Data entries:
════════
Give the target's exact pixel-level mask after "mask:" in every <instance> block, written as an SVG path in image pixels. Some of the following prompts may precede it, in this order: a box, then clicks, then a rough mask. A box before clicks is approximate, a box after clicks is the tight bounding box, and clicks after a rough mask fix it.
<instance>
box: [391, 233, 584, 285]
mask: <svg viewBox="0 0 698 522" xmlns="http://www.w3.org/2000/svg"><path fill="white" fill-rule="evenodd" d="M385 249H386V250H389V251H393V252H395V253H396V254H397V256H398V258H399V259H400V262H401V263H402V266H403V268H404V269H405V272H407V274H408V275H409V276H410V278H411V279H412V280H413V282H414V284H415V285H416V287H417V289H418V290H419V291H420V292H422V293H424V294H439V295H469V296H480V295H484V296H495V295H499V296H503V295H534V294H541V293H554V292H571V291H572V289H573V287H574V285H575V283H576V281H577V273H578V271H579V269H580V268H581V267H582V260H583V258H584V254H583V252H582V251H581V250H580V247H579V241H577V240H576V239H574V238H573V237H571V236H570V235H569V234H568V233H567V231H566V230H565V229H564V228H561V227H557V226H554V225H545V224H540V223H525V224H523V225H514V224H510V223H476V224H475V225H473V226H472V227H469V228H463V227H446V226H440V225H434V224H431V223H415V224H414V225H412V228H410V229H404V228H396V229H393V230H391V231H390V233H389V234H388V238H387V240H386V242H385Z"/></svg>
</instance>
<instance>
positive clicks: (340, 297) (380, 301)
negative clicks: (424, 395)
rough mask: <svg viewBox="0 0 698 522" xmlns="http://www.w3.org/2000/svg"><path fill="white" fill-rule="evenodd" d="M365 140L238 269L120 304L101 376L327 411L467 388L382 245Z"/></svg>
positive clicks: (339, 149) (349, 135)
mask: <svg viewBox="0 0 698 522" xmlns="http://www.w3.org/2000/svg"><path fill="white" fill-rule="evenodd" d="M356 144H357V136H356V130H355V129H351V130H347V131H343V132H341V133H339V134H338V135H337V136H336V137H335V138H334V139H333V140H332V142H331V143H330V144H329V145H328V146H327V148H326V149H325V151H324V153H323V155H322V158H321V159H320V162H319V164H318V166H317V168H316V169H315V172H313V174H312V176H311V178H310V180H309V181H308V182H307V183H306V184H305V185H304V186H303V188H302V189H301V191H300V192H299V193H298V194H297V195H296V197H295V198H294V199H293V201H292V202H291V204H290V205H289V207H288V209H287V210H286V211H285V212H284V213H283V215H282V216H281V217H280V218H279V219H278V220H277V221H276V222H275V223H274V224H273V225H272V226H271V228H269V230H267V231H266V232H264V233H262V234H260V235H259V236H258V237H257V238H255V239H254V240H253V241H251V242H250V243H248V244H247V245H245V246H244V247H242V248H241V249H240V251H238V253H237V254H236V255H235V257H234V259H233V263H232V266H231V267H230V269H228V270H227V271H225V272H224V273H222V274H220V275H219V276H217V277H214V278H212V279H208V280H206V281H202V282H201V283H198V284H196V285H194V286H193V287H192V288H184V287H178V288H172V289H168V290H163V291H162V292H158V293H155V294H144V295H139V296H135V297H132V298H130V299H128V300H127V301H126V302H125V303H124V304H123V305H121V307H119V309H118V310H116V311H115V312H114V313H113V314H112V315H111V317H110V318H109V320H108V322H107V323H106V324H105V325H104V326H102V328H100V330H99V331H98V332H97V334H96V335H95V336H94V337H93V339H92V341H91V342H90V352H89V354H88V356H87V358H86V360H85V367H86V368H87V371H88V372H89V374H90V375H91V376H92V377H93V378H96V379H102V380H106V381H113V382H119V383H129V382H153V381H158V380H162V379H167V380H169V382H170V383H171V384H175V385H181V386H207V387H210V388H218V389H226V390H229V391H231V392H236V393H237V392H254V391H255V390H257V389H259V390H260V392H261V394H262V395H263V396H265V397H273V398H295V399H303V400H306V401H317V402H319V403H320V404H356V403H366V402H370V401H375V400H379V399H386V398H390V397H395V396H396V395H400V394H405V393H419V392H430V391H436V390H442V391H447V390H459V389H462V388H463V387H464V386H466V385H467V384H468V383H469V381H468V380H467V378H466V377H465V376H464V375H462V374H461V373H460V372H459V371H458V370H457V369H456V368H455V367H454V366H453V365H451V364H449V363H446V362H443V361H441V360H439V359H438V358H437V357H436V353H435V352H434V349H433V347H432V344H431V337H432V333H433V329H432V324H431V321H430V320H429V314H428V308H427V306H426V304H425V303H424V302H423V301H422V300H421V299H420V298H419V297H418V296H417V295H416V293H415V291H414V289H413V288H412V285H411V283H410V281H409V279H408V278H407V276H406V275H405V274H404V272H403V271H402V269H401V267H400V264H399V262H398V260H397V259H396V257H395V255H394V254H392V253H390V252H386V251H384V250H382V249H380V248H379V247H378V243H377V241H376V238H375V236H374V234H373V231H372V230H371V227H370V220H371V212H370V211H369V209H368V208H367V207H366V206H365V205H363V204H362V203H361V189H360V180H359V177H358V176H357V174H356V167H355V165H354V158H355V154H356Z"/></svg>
════════
* _TASK_:
Only lines of the data holding the word "rough" go in the answer. Please copy each of them.

* _ANSWER FOR THIS EXERCISE_:
Give the target's exact pixel-level mask after "mask:" in every <instance> block, written as an SVG path in image pixels. Some of the following prompts may precede it, in this order: a box, then clicks, then a rough mask. A box before clicks is approximate, a box after clicks is the tight bounding box, and clicks after a rough mask fix it.
rough mask: <svg viewBox="0 0 698 522" xmlns="http://www.w3.org/2000/svg"><path fill="white" fill-rule="evenodd" d="M365 140L238 269L120 304L101 376L327 411L467 388L382 245Z"/></svg>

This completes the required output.